**Exercise objective:**
Copy out the material below in full, but not its images.

**Material for the task:**
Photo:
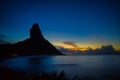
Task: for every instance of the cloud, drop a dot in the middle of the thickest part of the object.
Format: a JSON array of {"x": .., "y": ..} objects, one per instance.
[
  {"x": 104, "y": 50},
  {"x": 70, "y": 43}
]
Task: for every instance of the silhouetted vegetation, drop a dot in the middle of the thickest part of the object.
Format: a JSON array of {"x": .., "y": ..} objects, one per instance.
[{"x": 8, "y": 74}]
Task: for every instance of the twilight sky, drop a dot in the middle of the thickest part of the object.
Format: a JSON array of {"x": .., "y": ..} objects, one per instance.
[{"x": 68, "y": 23}]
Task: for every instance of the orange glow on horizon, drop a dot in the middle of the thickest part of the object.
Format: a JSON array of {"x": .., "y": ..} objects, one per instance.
[{"x": 84, "y": 46}]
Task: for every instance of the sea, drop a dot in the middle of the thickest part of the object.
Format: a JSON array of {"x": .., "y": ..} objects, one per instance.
[{"x": 98, "y": 67}]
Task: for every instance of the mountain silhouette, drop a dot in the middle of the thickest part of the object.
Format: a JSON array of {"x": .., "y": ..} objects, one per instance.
[{"x": 35, "y": 45}]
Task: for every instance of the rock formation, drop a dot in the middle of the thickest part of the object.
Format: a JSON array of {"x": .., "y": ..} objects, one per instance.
[{"x": 35, "y": 45}]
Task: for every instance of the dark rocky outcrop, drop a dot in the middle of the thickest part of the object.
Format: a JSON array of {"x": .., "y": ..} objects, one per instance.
[{"x": 35, "y": 45}]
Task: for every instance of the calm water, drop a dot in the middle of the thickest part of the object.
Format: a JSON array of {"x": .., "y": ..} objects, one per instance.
[{"x": 84, "y": 66}]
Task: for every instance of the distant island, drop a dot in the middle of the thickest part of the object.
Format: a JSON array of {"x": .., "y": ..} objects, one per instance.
[
  {"x": 104, "y": 50},
  {"x": 35, "y": 45}
]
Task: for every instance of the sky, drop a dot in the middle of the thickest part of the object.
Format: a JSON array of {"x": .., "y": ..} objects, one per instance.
[{"x": 67, "y": 23}]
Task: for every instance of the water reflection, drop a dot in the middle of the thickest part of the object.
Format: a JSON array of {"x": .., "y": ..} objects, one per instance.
[{"x": 91, "y": 66}]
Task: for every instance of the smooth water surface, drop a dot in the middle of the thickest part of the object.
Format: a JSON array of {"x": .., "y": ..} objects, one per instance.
[{"x": 84, "y": 66}]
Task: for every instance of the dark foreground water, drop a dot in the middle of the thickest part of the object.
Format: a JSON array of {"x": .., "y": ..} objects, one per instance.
[{"x": 97, "y": 67}]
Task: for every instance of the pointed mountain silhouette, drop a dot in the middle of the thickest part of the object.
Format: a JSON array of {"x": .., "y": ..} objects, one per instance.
[{"x": 35, "y": 45}]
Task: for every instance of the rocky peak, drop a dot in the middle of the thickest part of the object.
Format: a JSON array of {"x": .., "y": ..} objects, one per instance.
[{"x": 35, "y": 32}]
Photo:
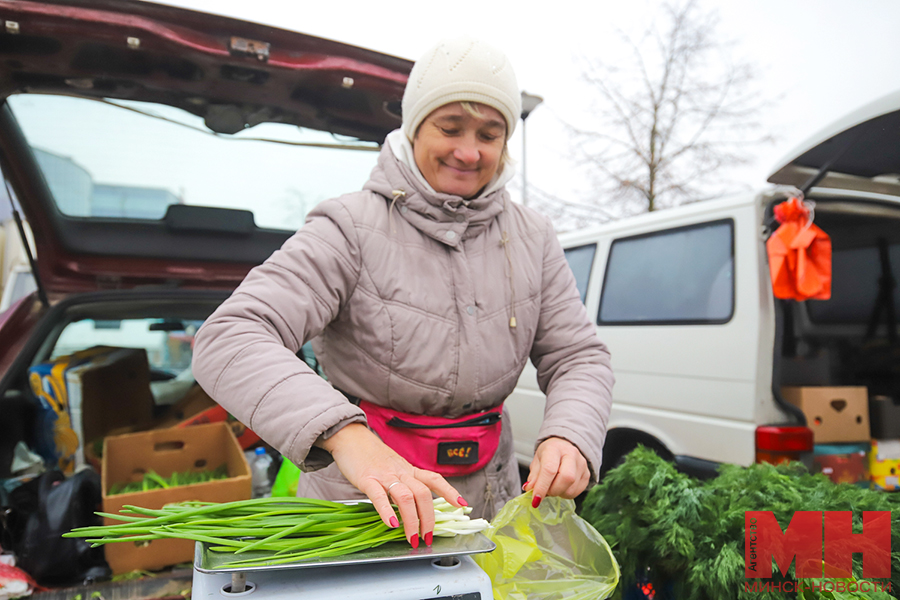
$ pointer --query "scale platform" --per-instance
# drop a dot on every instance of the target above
(443, 571)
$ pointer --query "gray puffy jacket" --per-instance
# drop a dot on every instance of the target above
(408, 297)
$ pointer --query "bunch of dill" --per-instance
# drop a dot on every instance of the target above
(687, 535)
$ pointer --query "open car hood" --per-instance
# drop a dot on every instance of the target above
(231, 74)
(858, 153)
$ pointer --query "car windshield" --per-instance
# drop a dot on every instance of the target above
(115, 158)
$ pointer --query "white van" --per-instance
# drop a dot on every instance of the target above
(700, 347)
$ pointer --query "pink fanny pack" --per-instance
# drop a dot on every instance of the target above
(451, 447)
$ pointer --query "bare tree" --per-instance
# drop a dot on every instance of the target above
(671, 117)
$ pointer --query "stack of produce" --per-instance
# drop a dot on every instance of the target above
(285, 530)
(688, 535)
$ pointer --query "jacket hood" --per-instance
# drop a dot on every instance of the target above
(446, 218)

**Solution to the exercise:**
Photo:
Task: for every instance of the cloud, drop a dot in the middle of the thickest part of the object.
Format: a JSON array of {"x": .., "y": ..} objects, one per instance.
[
  {"x": 104, "y": 50},
  {"x": 70, "y": 43}
]
Task: for every instance of the silhouetted vegetation, drop a dot in the middle of the thickest part of the object.
Format: a JSON array of {"x": .., "y": ..} objects, one per instance.
[{"x": 8, "y": 74}]
Task: for every instance of the twilight sky, drop a dot in the middle of the thickest part of the object.
Format: a JSON array of {"x": .., "y": ..} objects, one per instance.
[{"x": 68, "y": 23}]
Task: for every instance of the orange glow on horizon, drop a dot in the middle of the thickest part of the object.
Format: a JSON array of {"x": .., "y": ..} objects, one per instance.
[{"x": 84, "y": 46}]
Task: for every instance of the sea, drop a dot in the middle of the thickest part of the object.
Format: a JSON array of {"x": .., "y": ..} objects, one per instance.
[{"x": 98, "y": 67}]
Task: for every instance of the mountain silhouette, drop a dot in the middle of the thickest part of the object.
Format: a JSON array of {"x": .., "y": ..} objects, one per instance.
[{"x": 35, "y": 45}]
Task: for every instance of the rock formation, drop a dot in the middle of the thickest part of the object.
Format: a JSON array of {"x": .., "y": ..} objects, one per instance.
[{"x": 35, "y": 45}]
Task: for every instance of the dark rocky outcrop, drop a dot in the middle of the thickest part of the object.
Format: a JSON array of {"x": .., "y": ..} objects, one per instance.
[{"x": 35, "y": 45}]
Task: for every instance of the calm water, drop a dot in the middle of the thickest part of the object.
Format: a JSON array of {"x": .., "y": ..} objects, one per instance.
[{"x": 84, "y": 66}]
Task: for every instance of the distant island, drop a dot in the middle of the thickest part of the object.
Format: a JSON array of {"x": .., "y": ..} objects, one per instance.
[
  {"x": 104, "y": 50},
  {"x": 35, "y": 45}
]
Task: for every instance of the sky, drop a dot in the middle of the thickest part of the object.
Format: a JSON array of {"x": .., "y": ..} objects, one per instance.
[{"x": 67, "y": 23}]
Task: for every instance of the water reflection, drop a dot in the middle of the thickest part of the object.
Format: a JSON array of {"x": .., "y": ..} objects, one per instance.
[{"x": 91, "y": 66}]
Task: for every instance of the smooth water surface, drop a dot in the middle of the thickest part of the object.
Format: a JSON array of {"x": .., "y": ..} objects, one per instance.
[{"x": 84, "y": 66}]
Task: for every instance of the dark foreground water, drop a dot in the middle of the thickest part of the object.
Format: a JSON array of {"x": .., "y": ..} objects, one per instance.
[{"x": 97, "y": 67}]
Task: for every instance of the pointed mountain silhouette, drop a dot in the middle of the thickest part of the object.
Format: a JSON array of {"x": .., "y": ..} objects, one per instance.
[{"x": 35, "y": 45}]
Task: for every instance of the rocky peak, drop a dot in the middle of the thickest part of the object.
Format: a JSON array of {"x": .., "y": ..} objects, one per instance.
[{"x": 35, "y": 32}]
Photo:
$ pointer --query "scale platform" --per-instance
# drop a dot on every instance of the target above
(443, 571)
$ pointer --query "gray puffy jacket" --per-instance
# drop a dot on every instance of the target above
(408, 297)
$ pointer --query "bunch of dill" --per-instance
# drop a dot on every instance of the target above
(687, 535)
$ pointer --query "open car hood" --per-instance
# drop a dot on every instance of the target above
(231, 74)
(858, 153)
$ pointer --query "car windshield" --per-instance
# drop a dot on every instance of the target above
(115, 158)
$ pointer --query "white van" --per-instance
# drop a dot on every instance of the target above
(700, 347)
$ pointer --query "pink fanny pack" --per-instance
# drop a dot on every instance of the target above
(451, 447)
$ pointer --query "bare tree" --per-instance
# drop a dot on every instance of the target above
(671, 117)
$ pointer --query "stack of produce" --per-instance
# drop a dot on every instance of the target above
(285, 530)
(688, 535)
$ pointer --query "jacket hood" --per-instance
# drop a dot on every instance of the target above
(446, 218)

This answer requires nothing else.